— START —
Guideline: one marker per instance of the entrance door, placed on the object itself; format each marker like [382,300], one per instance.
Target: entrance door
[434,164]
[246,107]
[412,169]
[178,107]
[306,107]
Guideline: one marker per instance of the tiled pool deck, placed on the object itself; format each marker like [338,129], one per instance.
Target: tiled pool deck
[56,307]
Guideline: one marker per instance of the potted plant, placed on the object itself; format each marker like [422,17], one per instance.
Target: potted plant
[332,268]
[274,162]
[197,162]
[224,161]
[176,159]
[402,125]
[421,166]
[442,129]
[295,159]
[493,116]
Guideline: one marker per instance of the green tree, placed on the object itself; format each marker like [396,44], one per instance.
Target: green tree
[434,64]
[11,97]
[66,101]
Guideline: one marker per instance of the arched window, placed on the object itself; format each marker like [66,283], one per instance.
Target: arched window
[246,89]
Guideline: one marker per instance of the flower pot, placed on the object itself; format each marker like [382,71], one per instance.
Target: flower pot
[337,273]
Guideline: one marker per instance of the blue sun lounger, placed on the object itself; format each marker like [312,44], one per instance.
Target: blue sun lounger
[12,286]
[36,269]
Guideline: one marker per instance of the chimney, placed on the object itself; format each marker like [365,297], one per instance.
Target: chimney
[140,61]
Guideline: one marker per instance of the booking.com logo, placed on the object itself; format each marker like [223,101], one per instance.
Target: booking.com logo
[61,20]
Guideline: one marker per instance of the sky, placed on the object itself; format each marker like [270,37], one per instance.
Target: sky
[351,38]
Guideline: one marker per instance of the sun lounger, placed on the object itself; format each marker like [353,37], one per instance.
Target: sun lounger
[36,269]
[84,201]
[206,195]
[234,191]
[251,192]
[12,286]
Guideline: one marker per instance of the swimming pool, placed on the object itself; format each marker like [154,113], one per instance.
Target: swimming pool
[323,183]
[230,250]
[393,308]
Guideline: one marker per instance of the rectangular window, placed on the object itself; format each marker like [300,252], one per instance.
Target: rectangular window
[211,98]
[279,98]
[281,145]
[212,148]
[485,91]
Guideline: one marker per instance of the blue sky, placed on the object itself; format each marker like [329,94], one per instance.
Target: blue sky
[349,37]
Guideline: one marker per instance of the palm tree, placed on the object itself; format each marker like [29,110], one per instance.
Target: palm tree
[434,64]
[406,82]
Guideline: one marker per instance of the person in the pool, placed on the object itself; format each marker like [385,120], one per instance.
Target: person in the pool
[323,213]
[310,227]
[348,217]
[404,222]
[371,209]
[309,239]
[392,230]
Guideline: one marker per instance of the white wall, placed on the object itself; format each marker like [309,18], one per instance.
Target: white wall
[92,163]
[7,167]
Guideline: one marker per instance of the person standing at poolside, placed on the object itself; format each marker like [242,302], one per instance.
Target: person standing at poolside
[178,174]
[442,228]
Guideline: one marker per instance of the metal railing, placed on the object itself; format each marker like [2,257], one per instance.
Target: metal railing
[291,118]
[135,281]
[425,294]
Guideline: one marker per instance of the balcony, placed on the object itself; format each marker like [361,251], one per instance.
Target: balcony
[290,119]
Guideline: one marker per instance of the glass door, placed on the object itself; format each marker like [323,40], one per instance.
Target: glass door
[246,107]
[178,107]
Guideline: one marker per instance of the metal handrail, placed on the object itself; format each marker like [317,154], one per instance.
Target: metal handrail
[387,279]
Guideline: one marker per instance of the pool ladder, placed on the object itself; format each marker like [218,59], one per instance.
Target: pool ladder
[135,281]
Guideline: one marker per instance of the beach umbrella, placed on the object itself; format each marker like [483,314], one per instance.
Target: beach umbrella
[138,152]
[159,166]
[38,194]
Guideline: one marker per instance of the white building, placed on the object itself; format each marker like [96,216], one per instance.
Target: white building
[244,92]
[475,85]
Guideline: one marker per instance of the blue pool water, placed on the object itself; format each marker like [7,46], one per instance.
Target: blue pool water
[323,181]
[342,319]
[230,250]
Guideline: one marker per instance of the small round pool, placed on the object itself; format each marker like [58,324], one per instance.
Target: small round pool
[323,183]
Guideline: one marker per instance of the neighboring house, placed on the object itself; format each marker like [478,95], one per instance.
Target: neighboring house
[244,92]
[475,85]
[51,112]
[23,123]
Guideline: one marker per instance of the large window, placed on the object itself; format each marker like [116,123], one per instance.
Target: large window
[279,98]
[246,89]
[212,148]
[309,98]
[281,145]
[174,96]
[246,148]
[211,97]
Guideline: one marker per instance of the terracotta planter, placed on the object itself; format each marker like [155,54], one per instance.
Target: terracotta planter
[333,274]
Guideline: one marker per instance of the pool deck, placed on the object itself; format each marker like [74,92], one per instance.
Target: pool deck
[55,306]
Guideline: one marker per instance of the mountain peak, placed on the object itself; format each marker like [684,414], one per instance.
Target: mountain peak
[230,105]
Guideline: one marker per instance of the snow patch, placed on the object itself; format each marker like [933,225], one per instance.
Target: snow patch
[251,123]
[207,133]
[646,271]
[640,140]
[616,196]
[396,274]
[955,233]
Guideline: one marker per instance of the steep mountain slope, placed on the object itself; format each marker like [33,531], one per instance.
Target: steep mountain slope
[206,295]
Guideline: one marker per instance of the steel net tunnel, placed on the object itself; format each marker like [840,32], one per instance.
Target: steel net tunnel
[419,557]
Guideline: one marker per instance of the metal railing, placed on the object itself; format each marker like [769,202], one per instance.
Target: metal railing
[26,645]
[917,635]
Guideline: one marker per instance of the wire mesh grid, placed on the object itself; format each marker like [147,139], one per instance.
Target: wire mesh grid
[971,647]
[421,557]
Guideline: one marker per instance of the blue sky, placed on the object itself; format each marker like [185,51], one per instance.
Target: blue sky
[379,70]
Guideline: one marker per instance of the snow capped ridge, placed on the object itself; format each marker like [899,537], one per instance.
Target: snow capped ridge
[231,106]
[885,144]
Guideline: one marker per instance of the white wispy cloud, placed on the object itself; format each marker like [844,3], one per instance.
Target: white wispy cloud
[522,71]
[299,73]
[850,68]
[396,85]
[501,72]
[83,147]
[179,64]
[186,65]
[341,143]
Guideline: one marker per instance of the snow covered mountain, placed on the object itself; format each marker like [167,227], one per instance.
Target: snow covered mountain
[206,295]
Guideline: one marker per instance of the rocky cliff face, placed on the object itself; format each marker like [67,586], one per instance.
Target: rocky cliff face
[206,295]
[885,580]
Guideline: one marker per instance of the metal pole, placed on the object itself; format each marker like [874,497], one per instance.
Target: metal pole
— END —
**Set problem**: Write out every entry again exactly, please, with nothing missing.

**Written answer**:
Guideline: one marker per instance of the entrance door, placed on the object itself; format each marker like [382,300], one per instance.
Target: entrance door
[434,164]
[246,107]
[412,169]
[178,107]
[306,107]
Guideline: one marker per instance of the tiled pool deck, placed on the object itself; format each marker like [338,129], one per instance.
Target: tiled pool deck
[56,307]
Guideline: one marker per instance of the potted plant, placed on the object itself; format each marker like [422,17], one per instance.
Target: potted plant
[332,268]
[274,162]
[197,162]
[224,161]
[176,159]
[402,125]
[421,166]
[442,129]
[295,159]
[493,116]
Guideline: one marker per instance of the green tree, placed on the object itself; format each marker like [396,44], one per instance.
Target: green tree
[434,64]
[11,97]
[66,101]
Guideline: one marker per instance of the arched window, placed on the object itself; format each marker like [66,283], one per instance.
Target: arched window
[246,89]
Guideline: one marker per instance of the flower pot, placed on the object itself; format each marker like [382,71], one per instance.
Target: flower pot
[337,273]
Guideline: one marker per instance of the blue sun lounger, placed on the object itself; format each marker like [312,44], one per instance.
Target: blue sun lounger
[12,286]
[36,269]
Guideline: one marker per instance of the chimney, placed on the object itself; format each marker like [365,297], one per instance.
Target: chimney
[140,61]
Guideline: one marker per instance of the booking.com logo, placed on the object itself; format each marker like [223,101], one per instance.
Target: booking.com logo
[61,20]
Guideline: one marker per instance of the sky, placed on the object itself; format each marker like [270,37], one per instance.
Target: sky
[351,38]
Guideline: one marker per instance of the sun lounger, placed on the object itself; format each marker like [353,37], one per instance.
Target: sun lounger
[36,269]
[84,201]
[206,195]
[234,191]
[251,192]
[12,286]
Guideline: one marker per instance of the swimming pool, placed on the object itself; format each marker like [154,113], one per instance.
Target: swimming pool
[323,183]
[230,250]
[393,308]
Guideline: one marker per instance of the rectangular window, placed on the object itself; format each marker like [300,252], one per instance.
Target: rectangular window
[211,98]
[279,98]
[281,145]
[212,148]
[485,91]
Guideline: one marker per instance of the blue sky, placed on the object itself; format each marker like [329,94], one per instance.
Target: blue sky
[349,37]
Guideline: one marker per instance of the palm tree, placed on the object itself; format each marker like [29,110], one per instance.
Target: palm tree
[434,64]
[406,82]
Guideline: one marker per instance of the person in the pool, placed on the object itself; format each marker like [385,120], one per instance.
Target: person in the pool
[323,213]
[310,227]
[348,217]
[404,222]
[371,209]
[309,239]
[392,230]
Guideline: one marker per instance of the white wall, placed on the object itself; format each marker like [309,18], one per instance.
Target: white wall
[92,163]
[7,167]
Guideline: one marker per instance of the person standing at poolside, placed on the object itself; format each marker like [242,302], one per instance.
Target: person standing at poolside
[178,174]
[442,228]
Guideline: one marker per instance of the metal railing, placed on the object itself; format each marker like [2,257], one per instance.
Target: metal railing
[291,118]
[135,281]
[425,294]
Guideline: one marker per instance of the balcony, placed on the object itself; format each marker like [361,251], one per instance.
Target: balcony
[290,119]
Guideline: one marker per instance of the glass door, placed on the object itself; format each marker like [323,40], one per instance.
Target: glass door
[246,107]
[178,107]
Guideline: one marker per instance of the metal handrail, placed on the object itself; format each marker like [317,154], one per instance.
Target: metal handrail
[387,279]
Guideline: one marker per instance of the pool ladder, placed on the object itself; format each marker like [218,59], one per instance.
Target: pool ladder
[135,281]
Guideline: one marker per instance of the beach umbrella, placed on the object itself; format each marker like [483,314], one per instance.
Target: beach umbrella
[138,152]
[159,166]
[38,194]
Guideline: one marker per instance of the white building, placed on the object itself; format each marker like [96,216], one per instance.
Target: white building
[244,92]
[475,85]
Guideline: one marker per instance of the blue pool water, placed on the object itself; format each marker like [7,46], one per instance.
Target: blue pool water
[323,181]
[342,319]
[230,250]
Guideline: one marker per instance of the small round pool, placed on the object itself; format each marker like [58,324], one per instance.
Target: small round pool
[323,183]
Guideline: one marker per instance of the neighboring house, placed on the object itself; format each marker like [478,95], one per instance.
Target: neighboring house
[244,92]
[475,85]
[51,112]
[23,123]
Guideline: one marker per instance of the large window, placed on the object itself; format each marker like [116,123], one per instance.
Target: large window
[279,98]
[246,89]
[212,148]
[309,98]
[281,145]
[174,96]
[246,148]
[211,97]
Guideline: one marker per instance of the terracotta planter, placed on the object itself; format each marker like [155,54], one per instance.
Target: terracotta planter
[333,274]
Guideline: one marker per instance of the pool deck, placed on the object itself; format each marker like [74,92], one per instance.
Target: pool deck
[55,306]
Guideline: one marker per instance of the mountain peak, placed on the object itself; format each marker like [684,414], one per instance.
Target: mountain peak
[230,105]
Guideline: one marker per instance of the snow patch, placed on the object itself; format each marker like [933,225], one per instance.
Target: snow patch
[251,123]
[207,133]
[646,271]
[640,140]
[616,196]
[396,274]
[955,233]
Guideline: one marker per instance of the steep mountain slope, placed on the object itself; format each marker like [33,531], one per instance.
Target: steep mountain slope
[206,295]
Guideline: one marker per instance of the steel net tunnel, placed on the object itself; format each marker like [840,32], one per instance.
Target: steel net tunnel
[419,557]
Guideline: one marker per instance of the metal railing, placed on the object itself; format each marker like [769,202], one per instance.
Target: metal railing
[26,645]
[917,635]
Guideline: one marker per instance of the wire mesh grid, placed on the object itself; format each marker like [147,139], one per instance.
Target: wire mesh grid
[971,647]
[421,557]
Guideline: one marker per instance of the blue sky, placed on the object itself; format each marker like [185,51], one per instance.
Target: blue sky
[379,70]
Guideline: one marker per instance of the snow capped ridge, placed on the object itself; format each marker like [899,537], one per instance.
Target: snow capped ridge
[231,106]
[885,144]
Guideline: one marker per instance of the white wispy cloud, placed on the object itself; format each marker like [844,3], one per instance.
Target: white wispy cloud
[522,71]
[299,73]
[850,68]
[396,85]
[501,72]
[83,147]
[179,64]
[186,65]
[341,143]
Guideline: one marker per instance of the snow covered mountain, placed on the object itself; format each marker like [167,227], one per instance.
Target: snow covered mountain
[206,295]
Guideline: one marker per instance of the rocky cliff face, placed on the object itself; format each marker like [67,586], one per instance.
Target: rocky cliff face
[206,295]
[885,580]
Guideline: one marker per instance of the metal pole, placed on the object itself; format each marker like [874,497], one per instance.
Target: metal pole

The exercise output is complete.